- [AIM OF THE EXERCISE]
Set the data down once more, in full and exactly.

/---

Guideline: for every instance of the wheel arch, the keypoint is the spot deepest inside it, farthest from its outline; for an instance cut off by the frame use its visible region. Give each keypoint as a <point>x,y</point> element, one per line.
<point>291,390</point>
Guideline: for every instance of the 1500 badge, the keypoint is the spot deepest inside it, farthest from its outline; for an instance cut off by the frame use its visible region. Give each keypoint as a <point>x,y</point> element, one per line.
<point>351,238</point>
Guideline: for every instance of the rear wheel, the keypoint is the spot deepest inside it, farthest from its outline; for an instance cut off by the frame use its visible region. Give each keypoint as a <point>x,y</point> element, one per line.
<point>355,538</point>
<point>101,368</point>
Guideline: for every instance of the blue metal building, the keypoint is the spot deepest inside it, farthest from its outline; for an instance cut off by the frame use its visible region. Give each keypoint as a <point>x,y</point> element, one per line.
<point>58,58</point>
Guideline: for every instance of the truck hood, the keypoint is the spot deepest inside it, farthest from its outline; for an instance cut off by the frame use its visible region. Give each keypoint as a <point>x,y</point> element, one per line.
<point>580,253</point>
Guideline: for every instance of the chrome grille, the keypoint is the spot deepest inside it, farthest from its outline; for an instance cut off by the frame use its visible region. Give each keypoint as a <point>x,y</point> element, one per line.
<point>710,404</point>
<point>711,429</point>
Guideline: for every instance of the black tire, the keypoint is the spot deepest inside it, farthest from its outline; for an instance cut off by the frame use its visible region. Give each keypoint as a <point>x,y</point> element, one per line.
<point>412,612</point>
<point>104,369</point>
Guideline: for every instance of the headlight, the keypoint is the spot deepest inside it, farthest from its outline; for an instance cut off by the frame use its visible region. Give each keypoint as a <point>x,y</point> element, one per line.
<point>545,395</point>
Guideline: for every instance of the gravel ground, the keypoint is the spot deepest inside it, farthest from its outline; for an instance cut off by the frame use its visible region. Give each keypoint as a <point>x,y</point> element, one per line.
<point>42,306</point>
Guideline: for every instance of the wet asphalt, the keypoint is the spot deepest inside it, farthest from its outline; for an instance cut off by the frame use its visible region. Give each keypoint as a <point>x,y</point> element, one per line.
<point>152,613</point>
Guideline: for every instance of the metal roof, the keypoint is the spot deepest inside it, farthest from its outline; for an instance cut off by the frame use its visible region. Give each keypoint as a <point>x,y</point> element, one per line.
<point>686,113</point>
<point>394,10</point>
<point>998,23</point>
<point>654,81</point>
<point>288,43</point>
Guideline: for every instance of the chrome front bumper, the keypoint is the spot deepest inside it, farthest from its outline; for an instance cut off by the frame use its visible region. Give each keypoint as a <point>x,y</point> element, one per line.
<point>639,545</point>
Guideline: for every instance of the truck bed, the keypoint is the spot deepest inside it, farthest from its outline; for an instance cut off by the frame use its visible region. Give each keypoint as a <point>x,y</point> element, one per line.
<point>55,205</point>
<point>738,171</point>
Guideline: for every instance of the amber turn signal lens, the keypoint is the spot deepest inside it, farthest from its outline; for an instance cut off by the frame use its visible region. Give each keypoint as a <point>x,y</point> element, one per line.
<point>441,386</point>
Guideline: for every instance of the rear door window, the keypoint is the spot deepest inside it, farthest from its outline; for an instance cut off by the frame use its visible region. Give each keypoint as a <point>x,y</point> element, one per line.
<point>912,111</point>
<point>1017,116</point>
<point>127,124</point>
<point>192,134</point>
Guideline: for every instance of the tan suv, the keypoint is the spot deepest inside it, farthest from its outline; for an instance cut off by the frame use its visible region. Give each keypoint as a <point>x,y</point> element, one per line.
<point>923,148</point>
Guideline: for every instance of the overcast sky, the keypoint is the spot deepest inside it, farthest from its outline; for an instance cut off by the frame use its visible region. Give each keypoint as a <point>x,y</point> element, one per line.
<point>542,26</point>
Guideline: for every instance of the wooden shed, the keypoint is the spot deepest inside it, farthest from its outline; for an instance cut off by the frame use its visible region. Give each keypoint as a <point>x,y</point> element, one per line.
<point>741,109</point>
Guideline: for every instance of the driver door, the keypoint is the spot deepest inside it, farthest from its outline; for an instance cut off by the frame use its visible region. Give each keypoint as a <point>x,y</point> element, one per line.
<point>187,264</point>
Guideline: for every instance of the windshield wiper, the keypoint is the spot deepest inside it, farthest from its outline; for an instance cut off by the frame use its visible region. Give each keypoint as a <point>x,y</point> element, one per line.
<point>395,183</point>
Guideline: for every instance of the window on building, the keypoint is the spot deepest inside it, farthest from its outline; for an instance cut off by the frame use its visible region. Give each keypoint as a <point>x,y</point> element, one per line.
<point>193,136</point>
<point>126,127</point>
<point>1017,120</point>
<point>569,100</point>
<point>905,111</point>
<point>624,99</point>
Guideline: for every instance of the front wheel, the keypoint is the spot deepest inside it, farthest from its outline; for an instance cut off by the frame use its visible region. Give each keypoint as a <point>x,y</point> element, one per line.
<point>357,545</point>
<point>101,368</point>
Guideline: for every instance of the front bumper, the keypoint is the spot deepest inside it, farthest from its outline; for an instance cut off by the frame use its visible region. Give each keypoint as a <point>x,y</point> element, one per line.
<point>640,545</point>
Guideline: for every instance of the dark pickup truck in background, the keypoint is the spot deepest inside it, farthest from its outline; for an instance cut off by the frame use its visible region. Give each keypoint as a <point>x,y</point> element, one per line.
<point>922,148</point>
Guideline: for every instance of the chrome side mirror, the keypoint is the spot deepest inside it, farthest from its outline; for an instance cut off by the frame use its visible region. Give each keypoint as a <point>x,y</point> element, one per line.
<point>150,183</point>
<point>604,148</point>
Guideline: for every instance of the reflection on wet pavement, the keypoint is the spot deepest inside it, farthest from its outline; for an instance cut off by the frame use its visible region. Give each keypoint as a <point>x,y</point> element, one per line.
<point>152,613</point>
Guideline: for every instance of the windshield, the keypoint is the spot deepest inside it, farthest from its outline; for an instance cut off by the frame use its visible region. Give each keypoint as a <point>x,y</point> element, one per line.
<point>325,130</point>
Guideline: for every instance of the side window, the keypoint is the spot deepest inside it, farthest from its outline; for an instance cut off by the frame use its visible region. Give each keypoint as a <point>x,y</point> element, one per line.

\---

- [WRITTEN RESPONSE]
Guideline: for every instance of the wheel arch, the keypoint is the spot deepest inside it, farthest from its outline; for an instance cut off by the frame use its visible region. Give each keypoint as a <point>x,y</point> element, one per line.
<point>291,390</point>
Guideline: for every instance of the 1500 badge, the keypoint is the spot deepest inside it, farthest from its outline; for an instance cut off by the frame use its visible region. Give each keypoint as a <point>x,y</point> element, one per line.
<point>351,238</point>
Guideline: for every instance of the rear wheel, the keypoint is the spot deepest inside it, farthest from its outline; for an instance cut off by the frame use its visible region. Give each keypoint as a <point>x,y</point> element, one per line.
<point>355,538</point>
<point>101,368</point>
Guideline: for every instance of the blue metal building, the keypoint is the spot deepest inside it, farthest from its outline; for an instance cut off by the frame use its visible region. Give each keypoint as a <point>x,y</point> element, one per line.
<point>58,58</point>
Guideline: for every instance of the truck hood, the keypoint is the spot deepest inside it, farthest from its outline; for an instance cut off by the frame use its visible region. Give each keypoint as a <point>x,y</point> element, one per line.
<point>580,253</point>
Guideline: for every instance of the chrome grille, the keypoint is the spot deepest inside it, farthest from its outline; for an instance cut off by the frame use its visible region. Give each keypoint as a <point>x,y</point> element, one per line.
<point>710,404</point>
<point>711,429</point>
Guideline: for every instance of the black tire, the keypoint is the spot deepest inside it, farthest from its outline; for an instance cut off by the frame use its visible region. Give each keypoint as a <point>x,y</point> element, one per line.
<point>412,612</point>
<point>104,369</point>
Guideline: for every instance of the headlight, the keypoint is the spot deepest inside it, farthest from its outline; for an instance cut off by the frame use its visible region. Give each keypoint as a <point>x,y</point> element, one per line.
<point>545,395</point>
Guideline: for every instance of the gravel ground, the keypoint is the spot deepest inside it, farthest from its outline; for an instance cut off by the frame use its visible region. Give each keypoint as a <point>x,y</point> element, one per line.
<point>42,306</point>
Guideline: for every instance of the wet asphalt, the keypoint is the spot deepest inside it, farthest from its outline; for an instance cut off by the frame use its visible region. Give each keypoint as a <point>x,y</point> element, one per line.
<point>152,613</point>
Guideline: for every instance of the metal roof, the keypoint is the spot deepest inside it, farthest from its outline; for an instance cut off by the frame use its visible region. Give each keypoint as a <point>x,y</point> element, one per line.
<point>686,113</point>
<point>394,10</point>
<point>998,23</point>
<point>654,81</point>
<point>288,43</point>
Guideline: for every instance of the chrome front bumper, the keypoint is the spot deepest inside it, farthest from its outline; for an instance cut off by the frame use its visible region. Give each keypoint as a <point>x,y</point> element, one per line.
<point>639,545</point>
Guideline: for every instance of the truck bed, the keypoint is the spot deepest inside it, farthest from its outline; for an instance cut off by the frame use its visible region. Give each keypoint as a <point>x,y</point> element, one per line.
<point>55,205</point>
<point>738,171</point>
Guideline: for every instance of the amber turn signal lens, the keypoint is the spot deepest inside it, farthest from its outline; for an instance cut off by the frame use its visible region. Give each keypoint as a <point>x,y</point> element, one per line.
<point>441,386</point>
Guideline: for every instance of the rear door window, the keypoint is the spot deepest inside it, farthest from its outline; for an instance cut off by the frame use its visible region. Give each keypoint as a <point>x,y</point> element, one per line.
<point>912,111</point>
<point>1017,116</point>
<point>127,124</point>
<point>192,134</point>
Guideline: for every instance of the tan suv, the keypoint is the spot deepest inside it, farthest from its outline; for an instance cut off by the frame use its visible region. Give each keypoint as a <point>x,y</point> element, one per line.
<point>923,148</point>
Guideline: for every instance of the overcast sky, the keypoint is the spot deepest inside it, farthest from its outline; for an instance cut off by the frame use its visible region. Give each keypoint as a <point>x,y</point> element, one per line.
<point>542,26</point>
Guideline: for every instance of the wooden shed, the keypoint is the spot deepest inside it, farthest from its outline; for an instance cut off by the frame use its visible region. Give each keypoint as a <point>x,y</point> element, one per line.
<point>741,109</point>
Guideline: for every instance of the driver door, the keypoint is the spot deepest inside it, farthest from its outline; for an instance cut off by the frame use its visible region. Give each keypoint as a <point>x,y</point> element, one per line.
<point>187,264</point>
Guideline: for every instance of the windshield wiper, the keypoint is the spot deepest inside it, farthest from its outline; for an instance cut off by the frame use its visible region. Give each keypoint as a <point>x,y</point> element, one per line.
<point>395,183</point>
Guideline: for every instance of the window on building, the keypoint is the spot deepest inside it, farthest from its outline; for an instance cut off by the frame use its visible region. Give each keypoint as a <point>x,y</point> element, one per line.
<point>193,136</point>
<point>126,127</point>
<point>1017,120</point>
<point>569,100</point>
<point>905,111</point>
<point>624,99</point>
Guideline: for every instance of the front wheel, the keypoint is the spot deepest inside it, farthest from its outline; for an instance cut off by the frame use its visible region. Give each keypoint as a <point>x,y</point> element, one per line.
<point>357,545</point>
<point>101,368</point>
Guideline: for every instance of the front bumper, the keypoint is the spot deepest inside it, farthest from its outline; for an instance cut off by the frame use its visible region. Give each keypoint as a <point>x,y</point> element, one per line.
<point>640,545</point>
Guideline: for every instance of the dark pickup truck in background, the keypoint is the spot deepest inside it, farthest from its outline; for an instance cut off by the frame use its visible region. Give each keypoint as a <point>x,y</point> element, one per line.
<point>922,148</point>
Guideline: for every instance of the chrome side mirror, the keypoint is the spot deepest inside it, farthest from its outline; for an instance cut off by the frame use its visible region. Give each keypoint as a <point>x,y</point> element, one per line.
<point>150,183</point>
<point>604,148</point>
Guideline: for every instance of the reflection on wet pavement, the keypoint is the spot deepest inside it, farthest from its outline; for an instance cut off by the frame use its visible region. Give each keypoint as a <point>x,y</point> element, one per line.
<point>152,613</point>
Guideline: for every instance of the windshield, the keypoint is the spot deepest inside it, farthest from its outline; for an instance cut off by the frame use its visible region. Give each keypoint as a <point>x,y</point> element, one per line.
<point>325,130</point>
Guideline: for every instance of the side window, the keypoint is the spot deepest inside it, farthest from its outline; for an instance cut off by the frame use its visible region. Give each keypoint as a <point>x,y</point> element, one per line.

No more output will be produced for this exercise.